** Start Page extract **

Link to Bente/Dau Translation from Latin (1921)
 Our adversaries agree to the first part of the fifteenth article, in which we say, that the ceremonies and ordinances which can be kept conscientiously, without sin, and promote order and tranquility, should be observed in the church. The other part they condemn, in which we assert, that the ordinances established to reconcile God and to obtain the remission of sins, are directly opposed to the Gospel.  Although in our Confession, in regard to diversity of meats, we have said a great deal respecting ordinances, yet we must here briefly repeat it.
 True, we supposed that our adversaries would seek by other arguments, to sustain these human ordinances, but we hardly thought that they would condemn this article, namely, that human traditions cannot merit the remission of sins. But, as this whole article is insolently condemned by them, we shall find no difficulty in replying.  For this is evidently a Jewish principle; it is, in fact, a suppression of the Gospel by the doctrine of the devil. For the holy Scriptures, and Paul especially, call such ordinances the genuine doctrine of the devil, when men extol them as means to obtain the remission of sins. For in this light, they are as directly opposed to Christ and to the Gospel, as fire and water are opposed to each other.
 The Gospel teaches that through faith in Christ, without merit, we obtain the forgiveness of sins, and are reconciled to God; but our adversaries set up another mediator, namely, human laws. By these they would obtain the remission of sins, and by these appease the wrath of God; but Christ clearly says: "In vain they do worship me, teaching for doctrines the commandments of men," Matt. 15:9.

** End Page extract **

Requirement A> From the text on human ordinances above, list every purpose for which it says such ordinances or human laws are established, extolled, or relied on.
Requirement B> Rewrite the paragraph of the text on human ordinances that begins "The Gospel teaches that" as a short bulleted list, keeping its main points.
Requirement C> Write the next part of the text on human ordinances, picking up after its final sentence.

** Start Dataset entries **

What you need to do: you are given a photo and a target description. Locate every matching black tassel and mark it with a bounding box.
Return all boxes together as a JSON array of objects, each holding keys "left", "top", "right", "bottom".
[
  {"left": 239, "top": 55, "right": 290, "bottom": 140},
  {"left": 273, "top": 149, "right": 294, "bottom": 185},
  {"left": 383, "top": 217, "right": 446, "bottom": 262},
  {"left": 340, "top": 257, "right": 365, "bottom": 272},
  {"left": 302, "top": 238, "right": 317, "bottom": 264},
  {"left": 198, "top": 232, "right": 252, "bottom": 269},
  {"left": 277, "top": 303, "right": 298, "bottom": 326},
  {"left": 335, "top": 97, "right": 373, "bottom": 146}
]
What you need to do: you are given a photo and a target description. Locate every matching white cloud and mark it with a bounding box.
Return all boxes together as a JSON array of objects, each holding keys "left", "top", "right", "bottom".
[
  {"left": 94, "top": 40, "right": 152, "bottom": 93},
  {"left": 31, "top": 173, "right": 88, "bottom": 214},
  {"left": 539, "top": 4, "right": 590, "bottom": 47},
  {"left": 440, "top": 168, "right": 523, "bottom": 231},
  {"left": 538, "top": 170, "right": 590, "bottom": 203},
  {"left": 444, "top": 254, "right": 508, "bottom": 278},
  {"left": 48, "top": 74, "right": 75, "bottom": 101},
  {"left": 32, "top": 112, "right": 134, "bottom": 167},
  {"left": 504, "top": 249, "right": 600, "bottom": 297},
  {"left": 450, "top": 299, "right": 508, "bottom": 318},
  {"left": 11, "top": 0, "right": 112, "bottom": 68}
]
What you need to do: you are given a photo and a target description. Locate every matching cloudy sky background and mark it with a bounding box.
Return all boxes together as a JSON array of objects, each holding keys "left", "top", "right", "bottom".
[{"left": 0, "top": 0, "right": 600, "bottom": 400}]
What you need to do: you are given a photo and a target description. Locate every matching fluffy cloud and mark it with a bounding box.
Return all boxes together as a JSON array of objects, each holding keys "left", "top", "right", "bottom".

** End Dataset entries **

Written answer A>
- To reconcile God
- To obtain the remission of sins
- To appease the wrath of God

Written answer B>
- The Gospel teaches that forgiveness of sins and reconciliation with God come through faith in Christ, without merit.
- The adversaries set up another mediator: human laws.
- They use these laws to try to obtain the remission of sins and to appease God's wrath.
- Against this, Christ says: "In vain they do worship me, teaching for doctrines the commandments of men" (Matt. 15:9).

Written answer C>
 We have abundantly shown above, that we are justified before God by faith, when we believe that God is merciful to us, not through our works, but through Christ. Now, there can be no doubt that this is the pure doctrine of the Gospel; for Paul expressly says, Eph. 2:8-9, "By grace are ye saved, through faith; and that not of yourselves; it is a gift of God, not of works."  But our adversaries say, that men merit the remission of sins by these human ordinances and works. What is this but substituting another mediator and reconciler for Christ?
 Paul says, Gal. 5:4: "Whosoever of you are justified by the law: ye are fallen from grace;" that is, if you believe that you are justified before God, by the law, Christ is of no benefit to you. For what need of Christ the Mediator have those, who expect to reconcile God by the works of the law?  God has offered Christ, because he would be gracious unto us for the sake of his mediation, and not on account of our righteousness. But they maintain, that their works and these traditions secure the mercy of God. In this manner they rob Christ of his honor;  and there is no difference between the ceremonies of the Law of Moses and such traditions, so far as this matter is concerned. Paul rejects the ceremonies of Moses for the same reason that he rejects the commandments of men; namely, because the Jews held them to be works meriting the remission of sins; for thus Christ was suppressed. He, therefore, rejects alike the works of the law and human commandments, and contends that the remission of sins is promised, not on account of our works, but for the sake of Christ, without merit; yet so, as that we receive it by faith, because the promises cannot be received otherwise than by faith.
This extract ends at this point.